- [EXERCISE GOAL] Draw out every line with the word "segment" from the listing below.

======

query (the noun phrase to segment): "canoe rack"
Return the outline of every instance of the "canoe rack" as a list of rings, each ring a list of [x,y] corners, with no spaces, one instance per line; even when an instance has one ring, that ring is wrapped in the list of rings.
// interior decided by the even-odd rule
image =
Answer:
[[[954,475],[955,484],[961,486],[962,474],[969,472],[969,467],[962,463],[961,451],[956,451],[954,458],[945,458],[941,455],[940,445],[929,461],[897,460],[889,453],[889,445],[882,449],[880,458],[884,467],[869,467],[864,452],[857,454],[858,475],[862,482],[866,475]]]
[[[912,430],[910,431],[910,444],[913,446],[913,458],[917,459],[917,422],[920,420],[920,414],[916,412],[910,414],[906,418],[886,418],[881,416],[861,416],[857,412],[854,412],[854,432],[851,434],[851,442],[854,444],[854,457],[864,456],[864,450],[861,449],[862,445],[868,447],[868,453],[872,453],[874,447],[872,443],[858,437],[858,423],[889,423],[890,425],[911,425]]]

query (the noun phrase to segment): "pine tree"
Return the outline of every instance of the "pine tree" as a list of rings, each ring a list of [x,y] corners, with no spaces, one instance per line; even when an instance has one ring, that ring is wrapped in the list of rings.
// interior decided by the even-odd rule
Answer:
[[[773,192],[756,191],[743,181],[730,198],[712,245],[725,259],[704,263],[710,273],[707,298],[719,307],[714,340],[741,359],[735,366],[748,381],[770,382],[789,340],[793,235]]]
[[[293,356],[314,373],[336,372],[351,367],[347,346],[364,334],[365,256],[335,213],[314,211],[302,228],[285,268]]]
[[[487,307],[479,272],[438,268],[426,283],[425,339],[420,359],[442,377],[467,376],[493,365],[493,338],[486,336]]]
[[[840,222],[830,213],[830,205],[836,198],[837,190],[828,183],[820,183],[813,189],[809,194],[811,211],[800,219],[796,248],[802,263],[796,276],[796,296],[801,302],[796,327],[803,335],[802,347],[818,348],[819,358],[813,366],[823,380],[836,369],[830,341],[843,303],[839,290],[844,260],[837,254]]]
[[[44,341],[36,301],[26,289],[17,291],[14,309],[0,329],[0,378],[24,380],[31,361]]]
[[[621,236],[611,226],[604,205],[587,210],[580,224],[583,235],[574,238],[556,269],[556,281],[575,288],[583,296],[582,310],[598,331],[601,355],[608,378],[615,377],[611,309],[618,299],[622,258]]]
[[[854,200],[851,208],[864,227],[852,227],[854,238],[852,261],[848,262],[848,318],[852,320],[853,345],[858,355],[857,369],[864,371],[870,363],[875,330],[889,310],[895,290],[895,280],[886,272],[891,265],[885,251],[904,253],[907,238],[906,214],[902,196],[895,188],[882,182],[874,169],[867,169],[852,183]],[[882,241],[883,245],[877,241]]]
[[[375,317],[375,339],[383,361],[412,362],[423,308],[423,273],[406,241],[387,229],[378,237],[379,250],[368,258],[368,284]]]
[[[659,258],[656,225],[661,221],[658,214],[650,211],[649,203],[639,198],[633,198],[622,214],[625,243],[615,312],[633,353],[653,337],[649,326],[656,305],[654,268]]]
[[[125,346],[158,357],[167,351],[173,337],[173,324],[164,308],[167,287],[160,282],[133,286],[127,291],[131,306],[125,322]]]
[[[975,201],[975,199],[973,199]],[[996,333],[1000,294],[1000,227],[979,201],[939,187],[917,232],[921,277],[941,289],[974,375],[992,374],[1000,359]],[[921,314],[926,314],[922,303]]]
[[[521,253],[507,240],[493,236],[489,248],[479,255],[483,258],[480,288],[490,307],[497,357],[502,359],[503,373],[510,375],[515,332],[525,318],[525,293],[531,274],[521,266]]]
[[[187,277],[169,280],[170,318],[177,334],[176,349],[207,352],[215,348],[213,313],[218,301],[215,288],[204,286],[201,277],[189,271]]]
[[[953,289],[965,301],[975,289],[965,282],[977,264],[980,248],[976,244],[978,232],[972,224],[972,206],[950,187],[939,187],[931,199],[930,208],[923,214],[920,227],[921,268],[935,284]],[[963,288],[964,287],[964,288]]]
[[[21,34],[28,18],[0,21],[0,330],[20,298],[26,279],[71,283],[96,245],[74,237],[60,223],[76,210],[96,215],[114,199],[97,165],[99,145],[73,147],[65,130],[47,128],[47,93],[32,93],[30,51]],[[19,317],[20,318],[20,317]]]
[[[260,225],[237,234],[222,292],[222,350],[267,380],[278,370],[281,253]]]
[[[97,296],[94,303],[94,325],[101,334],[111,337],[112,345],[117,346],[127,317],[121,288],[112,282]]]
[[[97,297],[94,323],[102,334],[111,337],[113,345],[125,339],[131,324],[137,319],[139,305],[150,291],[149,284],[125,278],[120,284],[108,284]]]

======

- [FINAL ANSWER]
query (the noun phrase to segment): "canoe rack"
query (the noun phrase to segment): "pine tree"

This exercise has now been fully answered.